*Quelltext*.
┄┄┄┄┄┄
Doch die Zeit ist fortgeschritten, inzwischen ein ganzer Krieg vom Dominion verloren und die Gründer in die kollektive Depression gestürzt worden. In diesem Klima hat Odo, seit er DS9 verließ und in die Große Verbindung zurückkehrte, ein Jahr lang hartnäckig versucht, die misstrauisch-paranoide Einstellung seiner Spezies den Solids gegenüber zu ändern und Werte wie Toleranz und Friedfertigkeit einzubringen. Er hatte nur bedingt Erfolg – auch deshalb, weil immer unausgesprochene Geheimnisse zwischen ihm und seinen Leuten zu stehen schienen.

 

Und dann, eines Tages, erscheint eine eigenartige Nova am Himmel, die die Gründer in freudige Erregung versetzt – und dazu führt, dass Odo erfährt, was es wirklich mit den Hundert, denen er angehört, auf sich hat. Und mit den Gründern als Ganzes, bei denen nichts ist, wie es in sieben langen Serienjahren den Anschein hatte.
┄┄┄┄┄┄
*Kurze Aufgabe*.
Wie lange versuchte Odo laut dem Quelltext, die Einstellung seiner Spezies gegenüber den Solids zu ändern? Stützen Sie sich ausschließlich auf den Quelltext.
┄┄┄┄┄┄
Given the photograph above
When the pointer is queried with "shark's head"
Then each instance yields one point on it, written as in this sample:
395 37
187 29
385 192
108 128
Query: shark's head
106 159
┄┄┄┄┄┄
*Vollständige Antwort*.
Ein Jahr lang.